**Stated goal**
Format the entries from the line containing "Where can you find the tree canopy" through the last line of the entries as a numbered list, with no blank lines and no pictures.
>> Start Data provided
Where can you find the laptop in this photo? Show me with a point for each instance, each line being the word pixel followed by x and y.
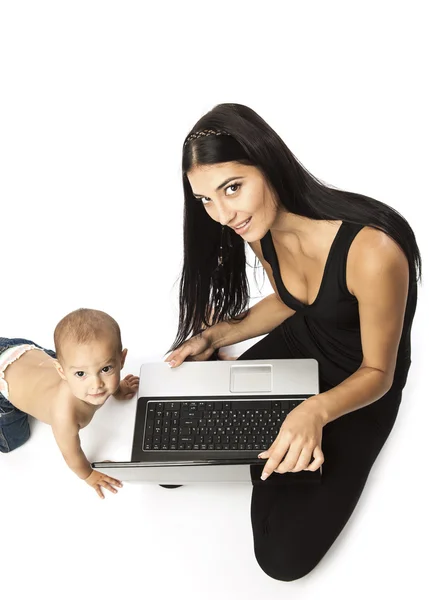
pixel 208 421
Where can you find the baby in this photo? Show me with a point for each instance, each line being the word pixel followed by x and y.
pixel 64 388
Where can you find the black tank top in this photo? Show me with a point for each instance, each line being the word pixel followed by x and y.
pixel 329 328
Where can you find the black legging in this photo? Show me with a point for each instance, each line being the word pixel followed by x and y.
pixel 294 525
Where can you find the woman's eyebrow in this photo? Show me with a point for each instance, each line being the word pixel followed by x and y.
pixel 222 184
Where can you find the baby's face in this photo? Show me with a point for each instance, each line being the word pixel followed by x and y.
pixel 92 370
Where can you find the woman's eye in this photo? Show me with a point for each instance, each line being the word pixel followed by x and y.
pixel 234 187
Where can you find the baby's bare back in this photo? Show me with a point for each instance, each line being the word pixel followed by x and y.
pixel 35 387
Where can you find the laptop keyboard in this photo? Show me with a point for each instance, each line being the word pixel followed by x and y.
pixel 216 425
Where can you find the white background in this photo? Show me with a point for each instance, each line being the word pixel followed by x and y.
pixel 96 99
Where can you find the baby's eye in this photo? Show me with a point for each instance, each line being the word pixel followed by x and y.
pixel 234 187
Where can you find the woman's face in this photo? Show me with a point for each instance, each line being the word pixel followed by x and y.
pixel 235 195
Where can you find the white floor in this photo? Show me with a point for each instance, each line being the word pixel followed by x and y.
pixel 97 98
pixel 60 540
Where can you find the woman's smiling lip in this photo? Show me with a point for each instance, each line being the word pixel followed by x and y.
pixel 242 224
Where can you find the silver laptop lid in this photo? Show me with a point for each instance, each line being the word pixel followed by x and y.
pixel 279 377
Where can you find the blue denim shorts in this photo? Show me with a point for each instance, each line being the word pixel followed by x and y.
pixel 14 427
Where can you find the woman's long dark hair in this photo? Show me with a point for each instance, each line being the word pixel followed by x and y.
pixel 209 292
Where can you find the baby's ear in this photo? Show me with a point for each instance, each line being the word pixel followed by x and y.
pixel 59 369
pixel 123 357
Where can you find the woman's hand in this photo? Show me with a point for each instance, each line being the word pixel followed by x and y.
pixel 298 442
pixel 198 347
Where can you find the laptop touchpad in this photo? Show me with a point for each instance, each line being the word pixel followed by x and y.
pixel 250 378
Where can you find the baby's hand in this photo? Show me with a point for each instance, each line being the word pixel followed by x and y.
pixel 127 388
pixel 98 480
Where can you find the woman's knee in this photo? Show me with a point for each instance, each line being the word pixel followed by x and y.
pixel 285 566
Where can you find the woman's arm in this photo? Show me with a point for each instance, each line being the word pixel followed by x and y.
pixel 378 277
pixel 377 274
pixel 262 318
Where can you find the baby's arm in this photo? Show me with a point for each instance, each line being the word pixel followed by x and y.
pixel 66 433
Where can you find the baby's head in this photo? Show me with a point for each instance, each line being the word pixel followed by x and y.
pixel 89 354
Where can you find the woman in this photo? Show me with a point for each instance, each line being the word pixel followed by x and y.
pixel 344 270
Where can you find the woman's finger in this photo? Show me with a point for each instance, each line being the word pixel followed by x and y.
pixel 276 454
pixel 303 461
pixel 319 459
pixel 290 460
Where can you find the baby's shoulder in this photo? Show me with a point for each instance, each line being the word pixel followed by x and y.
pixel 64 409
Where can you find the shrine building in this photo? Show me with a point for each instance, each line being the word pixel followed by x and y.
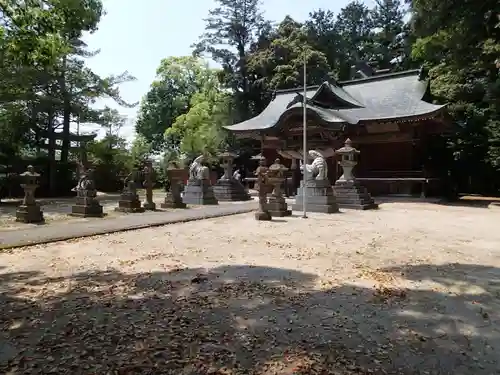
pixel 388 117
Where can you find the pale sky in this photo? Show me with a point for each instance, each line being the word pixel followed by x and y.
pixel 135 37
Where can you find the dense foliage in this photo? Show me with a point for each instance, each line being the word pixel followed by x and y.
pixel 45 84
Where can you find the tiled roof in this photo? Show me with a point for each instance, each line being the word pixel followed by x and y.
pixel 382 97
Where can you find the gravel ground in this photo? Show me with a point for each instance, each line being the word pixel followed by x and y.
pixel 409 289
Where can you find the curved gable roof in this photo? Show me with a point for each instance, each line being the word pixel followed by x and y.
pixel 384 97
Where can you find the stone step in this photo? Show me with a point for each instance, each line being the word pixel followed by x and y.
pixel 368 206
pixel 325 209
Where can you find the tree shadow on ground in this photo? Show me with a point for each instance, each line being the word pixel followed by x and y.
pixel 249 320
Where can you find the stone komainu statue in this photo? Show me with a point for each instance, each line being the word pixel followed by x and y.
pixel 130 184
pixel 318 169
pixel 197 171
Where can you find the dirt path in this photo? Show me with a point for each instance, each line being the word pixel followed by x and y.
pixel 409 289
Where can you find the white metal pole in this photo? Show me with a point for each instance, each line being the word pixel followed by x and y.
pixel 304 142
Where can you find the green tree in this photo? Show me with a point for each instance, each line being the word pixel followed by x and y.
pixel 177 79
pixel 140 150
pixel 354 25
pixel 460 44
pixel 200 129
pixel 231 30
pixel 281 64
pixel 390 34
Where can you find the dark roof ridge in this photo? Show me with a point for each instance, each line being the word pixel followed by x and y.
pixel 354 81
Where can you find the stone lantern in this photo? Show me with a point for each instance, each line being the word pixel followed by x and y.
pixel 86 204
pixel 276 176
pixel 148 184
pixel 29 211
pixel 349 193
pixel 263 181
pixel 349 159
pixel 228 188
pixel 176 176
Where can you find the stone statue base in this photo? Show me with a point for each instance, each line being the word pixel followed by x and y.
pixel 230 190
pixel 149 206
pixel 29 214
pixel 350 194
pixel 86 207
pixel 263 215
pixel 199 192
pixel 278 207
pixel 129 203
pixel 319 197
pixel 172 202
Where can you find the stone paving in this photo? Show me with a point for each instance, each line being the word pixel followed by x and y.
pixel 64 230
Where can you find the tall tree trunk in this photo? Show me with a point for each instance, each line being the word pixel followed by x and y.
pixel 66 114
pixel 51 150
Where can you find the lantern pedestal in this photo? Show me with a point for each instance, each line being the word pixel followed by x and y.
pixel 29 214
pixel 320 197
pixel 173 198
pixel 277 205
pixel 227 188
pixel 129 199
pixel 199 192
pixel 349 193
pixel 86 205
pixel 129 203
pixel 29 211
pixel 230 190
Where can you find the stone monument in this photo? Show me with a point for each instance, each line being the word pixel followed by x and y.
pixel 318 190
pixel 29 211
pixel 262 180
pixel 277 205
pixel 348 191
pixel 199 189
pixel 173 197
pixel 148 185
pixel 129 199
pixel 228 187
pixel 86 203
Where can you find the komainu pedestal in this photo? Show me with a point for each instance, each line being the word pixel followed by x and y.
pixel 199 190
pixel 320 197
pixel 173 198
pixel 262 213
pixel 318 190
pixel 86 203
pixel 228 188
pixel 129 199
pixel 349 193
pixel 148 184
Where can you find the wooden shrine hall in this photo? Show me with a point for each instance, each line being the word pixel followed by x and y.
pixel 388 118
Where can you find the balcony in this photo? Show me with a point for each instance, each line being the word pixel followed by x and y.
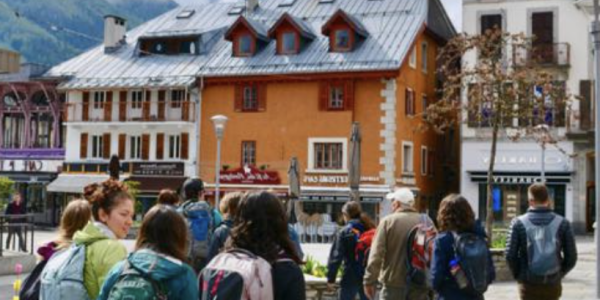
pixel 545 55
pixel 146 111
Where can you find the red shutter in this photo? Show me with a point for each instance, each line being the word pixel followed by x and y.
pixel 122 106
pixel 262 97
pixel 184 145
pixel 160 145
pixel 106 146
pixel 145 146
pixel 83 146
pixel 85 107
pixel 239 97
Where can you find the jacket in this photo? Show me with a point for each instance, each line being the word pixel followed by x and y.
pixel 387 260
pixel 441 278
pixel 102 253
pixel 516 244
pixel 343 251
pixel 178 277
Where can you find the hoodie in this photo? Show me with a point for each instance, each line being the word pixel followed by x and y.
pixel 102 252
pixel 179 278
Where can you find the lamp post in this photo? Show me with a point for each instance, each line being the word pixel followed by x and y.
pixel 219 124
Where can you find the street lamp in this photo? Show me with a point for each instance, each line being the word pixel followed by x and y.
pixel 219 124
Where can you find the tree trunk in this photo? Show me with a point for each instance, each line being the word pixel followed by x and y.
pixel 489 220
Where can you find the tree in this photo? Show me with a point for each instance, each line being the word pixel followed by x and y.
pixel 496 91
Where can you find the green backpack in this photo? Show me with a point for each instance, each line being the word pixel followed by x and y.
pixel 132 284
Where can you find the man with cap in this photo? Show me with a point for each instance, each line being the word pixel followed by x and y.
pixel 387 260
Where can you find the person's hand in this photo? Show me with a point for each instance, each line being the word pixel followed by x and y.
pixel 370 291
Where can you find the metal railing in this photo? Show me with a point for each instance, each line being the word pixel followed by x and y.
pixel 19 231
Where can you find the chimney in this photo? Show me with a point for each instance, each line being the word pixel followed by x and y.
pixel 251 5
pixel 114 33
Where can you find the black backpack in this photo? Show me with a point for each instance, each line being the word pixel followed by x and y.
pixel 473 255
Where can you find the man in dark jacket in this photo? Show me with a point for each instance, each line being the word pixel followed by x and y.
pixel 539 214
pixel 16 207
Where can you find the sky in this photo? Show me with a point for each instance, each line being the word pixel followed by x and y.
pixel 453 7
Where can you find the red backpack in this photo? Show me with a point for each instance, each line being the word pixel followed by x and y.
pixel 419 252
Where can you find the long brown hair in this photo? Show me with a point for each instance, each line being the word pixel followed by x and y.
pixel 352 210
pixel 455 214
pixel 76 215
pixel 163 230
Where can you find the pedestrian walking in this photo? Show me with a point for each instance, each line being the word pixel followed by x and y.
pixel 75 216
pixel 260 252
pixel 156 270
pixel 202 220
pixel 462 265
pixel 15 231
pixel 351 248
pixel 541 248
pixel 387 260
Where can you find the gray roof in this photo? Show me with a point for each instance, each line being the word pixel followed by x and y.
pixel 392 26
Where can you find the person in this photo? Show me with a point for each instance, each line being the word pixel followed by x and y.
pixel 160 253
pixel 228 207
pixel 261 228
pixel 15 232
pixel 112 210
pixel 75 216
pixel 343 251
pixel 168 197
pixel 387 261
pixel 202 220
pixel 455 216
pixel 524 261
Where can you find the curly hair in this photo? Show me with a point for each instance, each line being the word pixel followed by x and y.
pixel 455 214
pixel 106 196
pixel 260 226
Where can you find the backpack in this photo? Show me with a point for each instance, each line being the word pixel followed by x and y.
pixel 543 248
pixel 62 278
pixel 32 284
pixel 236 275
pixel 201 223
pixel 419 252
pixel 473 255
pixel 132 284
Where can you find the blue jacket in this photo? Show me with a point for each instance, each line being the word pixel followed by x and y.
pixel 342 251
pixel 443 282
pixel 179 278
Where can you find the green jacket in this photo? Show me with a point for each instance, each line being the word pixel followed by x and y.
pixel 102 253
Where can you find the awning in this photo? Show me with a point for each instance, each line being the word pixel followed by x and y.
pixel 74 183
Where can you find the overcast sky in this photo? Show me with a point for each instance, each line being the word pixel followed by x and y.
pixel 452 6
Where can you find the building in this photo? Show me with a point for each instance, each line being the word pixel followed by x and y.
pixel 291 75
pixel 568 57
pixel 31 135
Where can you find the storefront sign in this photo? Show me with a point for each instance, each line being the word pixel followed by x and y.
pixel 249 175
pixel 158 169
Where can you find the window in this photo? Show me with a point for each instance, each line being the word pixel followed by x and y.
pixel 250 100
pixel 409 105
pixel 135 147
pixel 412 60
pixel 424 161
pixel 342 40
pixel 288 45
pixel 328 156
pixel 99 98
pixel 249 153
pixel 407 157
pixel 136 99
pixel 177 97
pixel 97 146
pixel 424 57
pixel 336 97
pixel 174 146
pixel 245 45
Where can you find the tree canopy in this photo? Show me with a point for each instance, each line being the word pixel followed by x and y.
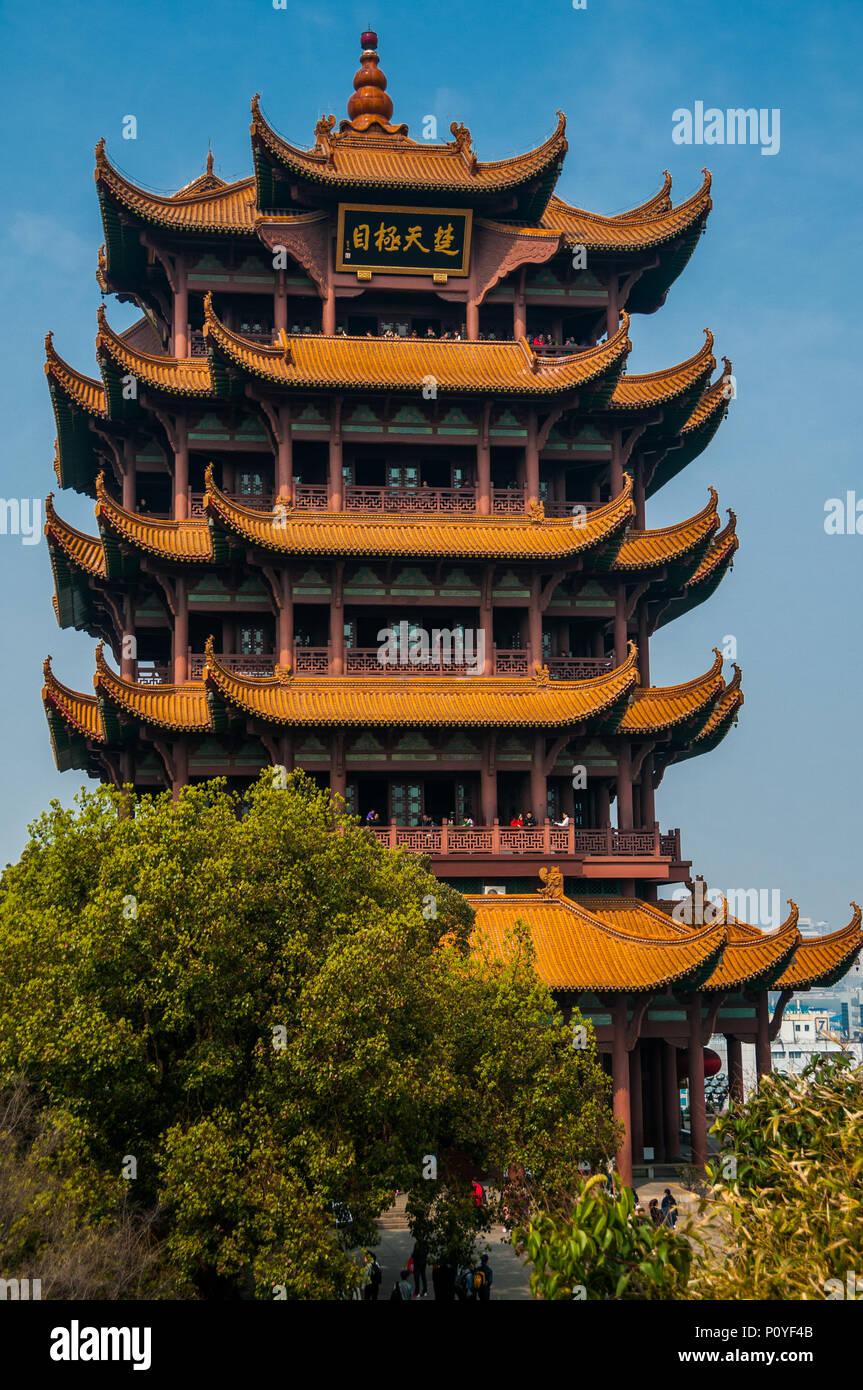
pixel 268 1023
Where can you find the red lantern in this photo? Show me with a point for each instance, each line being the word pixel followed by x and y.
>> End Data provided
**Problem solution**
1. Where can you find the tree canopy in this photo? Show me with a point for each instance, each line being the word pixel followed by x and y.
2. pixel 268 1023
3. Where can you find the red lantern in this photo? Show me with a point for each instance, each line being the word pixel followed by x and y.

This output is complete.